[Learn about machine learning from the Keras] — 4.Model Fit operation process

6 min readSep 21, 2023

When the model is successfully compiled, training can be performed through fit of keras.engine.training.Model.

Keras official website example:

from tensorflow.keras.models import Sequential
from tensorflow.keras.datasets import mnist

(train_images, train_labels), (test_images, test_labels) = mnist.load_data()
train_images = train_images.reshape((60000, 28 * 28))
train_images = train_images.astype("float32") / 255
test_images = test_images.reshape((10000, 28 * 28))
test_images = test_images.astype("float32") / 255

from tensorflow.keras import layers 
from tensorflow.keras.models import Model

model = Sequential([
   layers.Dense(512, activation="relu"),
   layers.Dense(10, activation="softmax")
])

model.compile(optimizer="rmsprop",
      loss="sparse_categorical_crossentropy",
      metrics=["accuracy"])

model.fit(train_images, train_labels, epochs=5, batch_size=128)

The fit function generally mainly performs the following tasks:

(1)
Through the _assert_compile_was_called function, determine whether the _is_compiled variable of the model is set to True. If not, it means that the model has not passed the compiler, and an error exception will be issued.

(2)
Through the keras.engine.data_adapter.get_data_handler function, set the parameters to the keras.engine.data_adapter.DataHandler class attribute member. To set the _adapter attribute, the appropriate class will be found from the following class list:

keras.engine.data_adapter.ListsOfScalarsDataAdapter
keras.engine.data_adapter.TensorLikeDataAdapter
keras.engine.data_adapter.GenericArrayLikeDataAdapter
keras.engine.data_adapter.DatasetAdapter
keras.engine.data_adapter.GeneratorDataAdapter
keras.engine.data_adapter.KerasSequenceAdapter
keras.engine.data_adapter.CompositeTensorDataAdapter
keras.engine.data_adapter.DatasetCreatorAdapter

The class of input training data (train_images, train_labels) that can be processed in this example are
keras.engine.data_adapter.TensorLikeDataAdapter, after generating an instance of this class, also sets the parameters to the attribute members of this class. This Adapter will do some processing and conversion during the setting process, as follows:
(A) Convert the training data (train_images, train_labels) and sample_weights (if any) into tensor variables of Tensor type.

## Provided records
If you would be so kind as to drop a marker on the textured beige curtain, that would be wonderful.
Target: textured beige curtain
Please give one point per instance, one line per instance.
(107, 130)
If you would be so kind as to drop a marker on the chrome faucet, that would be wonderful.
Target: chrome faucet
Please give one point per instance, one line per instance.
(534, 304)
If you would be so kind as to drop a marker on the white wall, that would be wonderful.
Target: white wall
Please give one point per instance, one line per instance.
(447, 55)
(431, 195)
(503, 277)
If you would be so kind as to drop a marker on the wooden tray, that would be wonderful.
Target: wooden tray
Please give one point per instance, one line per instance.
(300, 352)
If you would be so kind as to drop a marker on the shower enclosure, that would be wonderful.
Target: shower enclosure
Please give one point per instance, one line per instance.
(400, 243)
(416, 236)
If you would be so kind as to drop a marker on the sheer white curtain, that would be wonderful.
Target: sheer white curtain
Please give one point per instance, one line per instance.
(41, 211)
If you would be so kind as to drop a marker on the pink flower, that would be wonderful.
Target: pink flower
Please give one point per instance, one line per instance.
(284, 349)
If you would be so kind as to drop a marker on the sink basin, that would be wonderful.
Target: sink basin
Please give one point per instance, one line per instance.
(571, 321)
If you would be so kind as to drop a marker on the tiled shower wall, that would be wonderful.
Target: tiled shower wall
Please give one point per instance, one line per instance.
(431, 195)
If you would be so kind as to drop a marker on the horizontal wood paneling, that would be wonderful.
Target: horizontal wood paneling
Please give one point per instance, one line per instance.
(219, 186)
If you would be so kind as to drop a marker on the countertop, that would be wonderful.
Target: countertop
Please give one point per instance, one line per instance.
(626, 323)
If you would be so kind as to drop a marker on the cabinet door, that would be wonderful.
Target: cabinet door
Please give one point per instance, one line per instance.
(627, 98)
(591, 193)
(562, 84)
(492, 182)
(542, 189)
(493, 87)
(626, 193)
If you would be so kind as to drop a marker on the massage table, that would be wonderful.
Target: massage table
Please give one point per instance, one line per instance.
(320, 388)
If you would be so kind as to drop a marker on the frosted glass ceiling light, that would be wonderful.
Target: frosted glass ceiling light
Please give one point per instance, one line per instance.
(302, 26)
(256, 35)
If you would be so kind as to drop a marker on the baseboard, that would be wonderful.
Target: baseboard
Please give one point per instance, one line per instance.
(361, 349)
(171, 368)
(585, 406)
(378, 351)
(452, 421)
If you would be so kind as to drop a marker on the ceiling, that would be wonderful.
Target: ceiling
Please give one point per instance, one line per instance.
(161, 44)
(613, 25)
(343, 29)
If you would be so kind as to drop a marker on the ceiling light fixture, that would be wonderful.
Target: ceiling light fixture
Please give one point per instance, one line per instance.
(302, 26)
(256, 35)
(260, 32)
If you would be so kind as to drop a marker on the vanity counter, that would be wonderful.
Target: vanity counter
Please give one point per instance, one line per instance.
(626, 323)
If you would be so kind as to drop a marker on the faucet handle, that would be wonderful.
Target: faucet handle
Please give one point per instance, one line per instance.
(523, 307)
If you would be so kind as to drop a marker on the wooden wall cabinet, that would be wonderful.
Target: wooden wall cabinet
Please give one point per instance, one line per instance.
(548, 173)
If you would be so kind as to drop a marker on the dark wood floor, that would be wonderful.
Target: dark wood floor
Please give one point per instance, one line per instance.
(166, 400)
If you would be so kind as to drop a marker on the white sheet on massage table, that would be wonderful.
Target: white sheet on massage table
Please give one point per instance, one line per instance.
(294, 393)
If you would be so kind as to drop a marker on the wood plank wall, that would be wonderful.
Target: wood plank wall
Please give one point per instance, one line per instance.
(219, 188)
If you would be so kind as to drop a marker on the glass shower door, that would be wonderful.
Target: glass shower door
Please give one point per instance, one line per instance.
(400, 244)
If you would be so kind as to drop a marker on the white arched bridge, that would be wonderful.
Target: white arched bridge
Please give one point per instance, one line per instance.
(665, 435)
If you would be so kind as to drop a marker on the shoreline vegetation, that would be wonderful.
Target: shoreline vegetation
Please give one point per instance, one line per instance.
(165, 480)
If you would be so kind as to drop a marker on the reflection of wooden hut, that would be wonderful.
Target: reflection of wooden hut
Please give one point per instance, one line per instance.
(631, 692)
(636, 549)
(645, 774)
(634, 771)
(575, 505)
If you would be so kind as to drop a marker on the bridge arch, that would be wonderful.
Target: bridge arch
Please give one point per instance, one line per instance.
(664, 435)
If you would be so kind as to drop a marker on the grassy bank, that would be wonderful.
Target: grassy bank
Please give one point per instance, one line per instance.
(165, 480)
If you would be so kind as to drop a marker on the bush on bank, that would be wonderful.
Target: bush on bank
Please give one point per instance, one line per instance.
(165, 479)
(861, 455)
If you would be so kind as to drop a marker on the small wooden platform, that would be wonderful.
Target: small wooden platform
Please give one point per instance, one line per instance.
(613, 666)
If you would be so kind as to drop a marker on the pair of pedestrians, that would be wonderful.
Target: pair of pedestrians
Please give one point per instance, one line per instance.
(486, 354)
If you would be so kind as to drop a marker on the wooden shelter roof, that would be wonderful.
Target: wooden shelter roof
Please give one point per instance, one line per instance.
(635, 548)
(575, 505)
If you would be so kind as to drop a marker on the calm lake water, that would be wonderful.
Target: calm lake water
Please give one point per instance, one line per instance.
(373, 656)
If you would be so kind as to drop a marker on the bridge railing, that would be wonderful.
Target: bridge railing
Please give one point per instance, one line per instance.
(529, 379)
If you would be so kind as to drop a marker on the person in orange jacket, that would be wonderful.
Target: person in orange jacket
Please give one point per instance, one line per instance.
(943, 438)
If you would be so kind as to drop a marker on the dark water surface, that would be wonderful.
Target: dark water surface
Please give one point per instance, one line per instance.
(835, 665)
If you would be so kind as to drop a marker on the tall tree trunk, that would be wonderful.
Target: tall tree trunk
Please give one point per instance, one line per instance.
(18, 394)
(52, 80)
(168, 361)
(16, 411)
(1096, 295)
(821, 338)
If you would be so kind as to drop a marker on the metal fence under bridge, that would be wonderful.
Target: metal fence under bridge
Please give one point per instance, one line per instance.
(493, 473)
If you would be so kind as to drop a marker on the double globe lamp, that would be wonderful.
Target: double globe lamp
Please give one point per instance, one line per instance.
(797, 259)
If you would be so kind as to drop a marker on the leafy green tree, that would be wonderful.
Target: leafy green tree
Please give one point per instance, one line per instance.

## Set problem 1
From the Keras fit article, copy the passage starting at "[Learn about machine" and ending at "fit of keras.engine.training.Model.", with "compiled" changed to "built".
## Set problem 2
Continue the Keras fit article from its last sentence.
The listing comes from a different source than the Keras fit article.

## Task response 1
[Learn about machine learning from the Keras] — 4.Model Fit operation process

6 min readSep 21, 2023

When the model is successfully built, training can be performed through fit of keras.engine.training.Model.

## Task response 2
(B) If batch_size is not set, set the unconditional carry number by dividing the input shape[0] value (indicating how many pieces of training data there are in total) by 32 (default).
© Slice the tensor using batch_size, convert it into a shape size divisible by the batch, and process the last part of the batch separately to achieve higher performance.

(3)
If the callbacks parameter list passed in is not an entity list that inherits the keras.callbacks.CallbackList class, the callbacks parameter will be integrated into the keras.callbacks.CallbackList class, which is also the Container of the callback. In the process of integration,
The members that this callbacks parameter list can contain are keras.callbacks.ProgbarLogger class entities, or keras.callbacks.History class entities. These members all inherit the keras.callbacks.Callback class. It doesn’t matter if there are no these members. By default, these two entities will be assigned to the _history and _progbar attributes of the Container, and will also be added to the Container’s callbacks entity list. In other words, both callbacks will be used during training.

(4)
Then call the keras.engine.training.Model.make_train_function function to determine the train_function to be used for each training step. Here, a method similar to closure is used to save the function in memory in advance, and this block of memory will be used when running batches.

(5)
In this example, 5 epochs represent 5 training times. Each epoch trains a total of 60,000 pieces of data. These 60,000 pieces of data are trained in batches of 128.
The structure of program execution iteration is roughly as follows:

It can be described roughly as follows:

for epoch, iterator in data_handler.enumerate_epochs():
    callbacks.on_epoch_begin(epoch)
    
    for step in data_handler.steps():
        callbacks.on_train_batch_begin(step)
        train_function(iterator)
        callbacks.on_train_batch_end(end_step, logs)
        if self.stop_training:
            break
    callbacks.on_epoch_end(epoch, epoch_logs)
    if self.stop_training:
     break

(6)
train_function in loop:
Refer to the diagram shown in (5), the red color is the main function of the main training.
The train_function is to execute the step_function(model, iterator) function, and then execute keras.engine.training.Model.train_step.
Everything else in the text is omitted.